Défi A
D'après le texte sur la colère, à quel moment jaillit le type de colère dont fait preuve le garçon ?

Texte
%%
Réfléchissez avec moi à ce dont nous avons été témoins dans cette histoire. Je vais faire quelques suppositions, mais je pense qu’elles sont plausibles. 

Tout d’abord, la colère du garçon est typique des colères que nous rencontrons le plus souvent: «Je veux ce que je veux. Si je n’obtiens pas satisfaction, j’en fais toute une affaire. Je me lamente sur mon sort. C’est tout de même injuste de ne pas obtenir ce dont j’ai envie, et quand j’en ai envie. Je vais donc te manipuler pour obtenir ce que je veux, et si nécessaire je deviendrai même méchant. 

Je punirai quiconque osera se placer au travers de ma route ». Cette sorte de colère jaillit lorsque vous voulez quelque chose et que vous ne l’obtenez pas. La colère pleurniche et boude. Elle persiste. Elle fait toute une affaire. Elle est pleine d’astuces et de stratagèmes. 

Nous connaissons tous le type de colère du petit garçon : nous l’avons vu à l’œuvre, nous l’avons expérimenté nous-même, et nous avons même pensé que nous étions en droit de réagir ainsi. Un désir particulier est contrarié, et la colère enfle à l’intérieur pour s’en prendre à tout ce qui s’oppose à votre volonté. C’est une façon d’arriver à ses fins ou de punir ceux qui vous énervent, ou en tout cas de leur faire comprendre votre déplaisir. Ce petit garçon avait un problème d’adulte ! D’une part, il lui était impossible d’aimer sa maman aussi longtemps qu’il l’exploitait. Et par ailleurs, il avait tendance à devenir comme elle. 

La colère de la maman était du même genre, mais plus complexe. Sa colère comprenait aussi – mais ne se limitait pas à – « Je veux que mon enfant soit sage et ne m’embarrasse pas. Il m’embête, alors je me mets en colère ». Sa colère a mûri au fil des années pour devenir un mal bien plus complexe. C’est une colère enchevêtrée dans une histoire plus longue. Son agressivité incorpore à la fois des brins d’événements courants et le désespoir d’un avenir lugubre. Elle jaillit comme un torrent de sentiments entremêlés, de motivations aveugles et de mauvaises expériences. C’était de l’hostilité à l’état brut, mais aussi du désespoir, de la peur, des habitudes, des regrets, des blessures, des déceptions, des conséquences de mauvais choix passés, un manque de bons modèles, des provocations accumulées dans le temps, des problèmes d’argent, des relations mutuellement destructrices, des mensonges crus, des mauvais choix de vie, des ressentiments accumulés, des objectifs vains, peut-être même un problème d’alcool.
%%
Défi B
Extrayez des entrées ci-dessous toutes les lignes qui contiennent le mot « blurred ».

Données fournies
%%
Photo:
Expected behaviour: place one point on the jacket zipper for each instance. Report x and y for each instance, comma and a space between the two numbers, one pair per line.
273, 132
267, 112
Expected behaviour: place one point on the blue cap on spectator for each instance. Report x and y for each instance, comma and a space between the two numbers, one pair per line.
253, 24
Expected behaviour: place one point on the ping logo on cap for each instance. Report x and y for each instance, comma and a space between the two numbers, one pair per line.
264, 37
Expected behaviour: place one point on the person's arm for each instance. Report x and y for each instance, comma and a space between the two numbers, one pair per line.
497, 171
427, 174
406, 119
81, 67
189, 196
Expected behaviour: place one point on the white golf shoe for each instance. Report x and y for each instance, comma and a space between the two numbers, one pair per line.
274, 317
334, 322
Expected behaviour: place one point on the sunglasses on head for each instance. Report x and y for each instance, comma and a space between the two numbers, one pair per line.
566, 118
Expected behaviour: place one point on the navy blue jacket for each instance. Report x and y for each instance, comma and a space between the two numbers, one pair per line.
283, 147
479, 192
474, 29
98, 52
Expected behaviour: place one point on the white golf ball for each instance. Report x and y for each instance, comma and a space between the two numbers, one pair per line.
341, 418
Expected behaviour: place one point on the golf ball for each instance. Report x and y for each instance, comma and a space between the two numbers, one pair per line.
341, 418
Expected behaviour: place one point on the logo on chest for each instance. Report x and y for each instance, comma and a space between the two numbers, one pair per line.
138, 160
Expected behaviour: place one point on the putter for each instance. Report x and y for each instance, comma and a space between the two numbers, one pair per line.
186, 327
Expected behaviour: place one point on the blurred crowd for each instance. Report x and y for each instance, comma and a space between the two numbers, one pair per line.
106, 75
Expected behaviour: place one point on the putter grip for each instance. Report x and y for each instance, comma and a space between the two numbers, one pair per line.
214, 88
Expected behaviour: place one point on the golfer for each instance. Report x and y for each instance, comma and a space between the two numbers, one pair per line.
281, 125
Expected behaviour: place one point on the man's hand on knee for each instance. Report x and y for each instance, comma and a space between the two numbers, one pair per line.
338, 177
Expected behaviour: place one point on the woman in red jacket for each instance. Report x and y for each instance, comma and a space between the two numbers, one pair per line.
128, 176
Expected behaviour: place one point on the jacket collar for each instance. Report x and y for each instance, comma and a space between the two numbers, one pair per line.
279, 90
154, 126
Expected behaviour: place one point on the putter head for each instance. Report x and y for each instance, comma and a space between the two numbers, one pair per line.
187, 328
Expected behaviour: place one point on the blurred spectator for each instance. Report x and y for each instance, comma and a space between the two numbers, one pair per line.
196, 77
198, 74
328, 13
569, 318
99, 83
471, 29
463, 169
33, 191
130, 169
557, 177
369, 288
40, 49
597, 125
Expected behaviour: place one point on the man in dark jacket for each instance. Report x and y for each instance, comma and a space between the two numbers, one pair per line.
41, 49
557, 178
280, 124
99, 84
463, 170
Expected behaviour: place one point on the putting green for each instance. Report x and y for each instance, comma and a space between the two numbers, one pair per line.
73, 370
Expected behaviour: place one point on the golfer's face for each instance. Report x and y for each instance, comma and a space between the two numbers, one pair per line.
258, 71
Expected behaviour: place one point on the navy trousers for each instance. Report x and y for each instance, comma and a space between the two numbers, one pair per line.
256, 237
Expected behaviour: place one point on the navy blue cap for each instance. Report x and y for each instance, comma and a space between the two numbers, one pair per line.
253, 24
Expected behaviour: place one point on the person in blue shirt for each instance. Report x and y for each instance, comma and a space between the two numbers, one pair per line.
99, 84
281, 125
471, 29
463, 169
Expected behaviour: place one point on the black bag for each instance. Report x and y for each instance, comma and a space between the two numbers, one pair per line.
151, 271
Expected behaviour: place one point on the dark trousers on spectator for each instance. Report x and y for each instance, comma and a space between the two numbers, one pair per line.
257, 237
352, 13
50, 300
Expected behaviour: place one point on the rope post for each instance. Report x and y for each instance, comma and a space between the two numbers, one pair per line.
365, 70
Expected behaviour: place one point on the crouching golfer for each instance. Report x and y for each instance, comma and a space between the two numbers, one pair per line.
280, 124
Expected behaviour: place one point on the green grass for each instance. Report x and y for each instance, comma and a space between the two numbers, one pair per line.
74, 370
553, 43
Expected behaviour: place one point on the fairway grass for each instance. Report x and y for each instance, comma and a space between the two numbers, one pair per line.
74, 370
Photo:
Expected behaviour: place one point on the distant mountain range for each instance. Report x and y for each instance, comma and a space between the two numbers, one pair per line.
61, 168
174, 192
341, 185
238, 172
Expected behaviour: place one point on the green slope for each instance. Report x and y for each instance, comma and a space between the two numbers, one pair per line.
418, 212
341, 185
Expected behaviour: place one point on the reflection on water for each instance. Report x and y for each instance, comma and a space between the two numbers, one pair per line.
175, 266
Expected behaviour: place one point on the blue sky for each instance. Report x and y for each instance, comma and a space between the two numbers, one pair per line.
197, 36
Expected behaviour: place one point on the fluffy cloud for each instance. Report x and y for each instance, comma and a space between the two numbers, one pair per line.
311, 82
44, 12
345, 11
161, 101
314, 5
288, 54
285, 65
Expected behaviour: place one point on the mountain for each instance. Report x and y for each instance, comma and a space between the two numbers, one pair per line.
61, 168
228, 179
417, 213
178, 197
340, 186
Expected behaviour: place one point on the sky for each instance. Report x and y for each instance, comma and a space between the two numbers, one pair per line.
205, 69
%%
Résultat obtenu A
Elle jaillit lorsque vous voulez quelque chose et que vous ne l'obtenez pas.

Résultat obtenu B
Expected behaviour: place one point on the blurred crowd for each instance. Report x and y for each instance, comma and a space between the two numbers, one pair per line.
Expected behaviour: place one point on the blurred spectator for each instance. Report x and y for each instance, comma and a space between the two numbers, one pair per line.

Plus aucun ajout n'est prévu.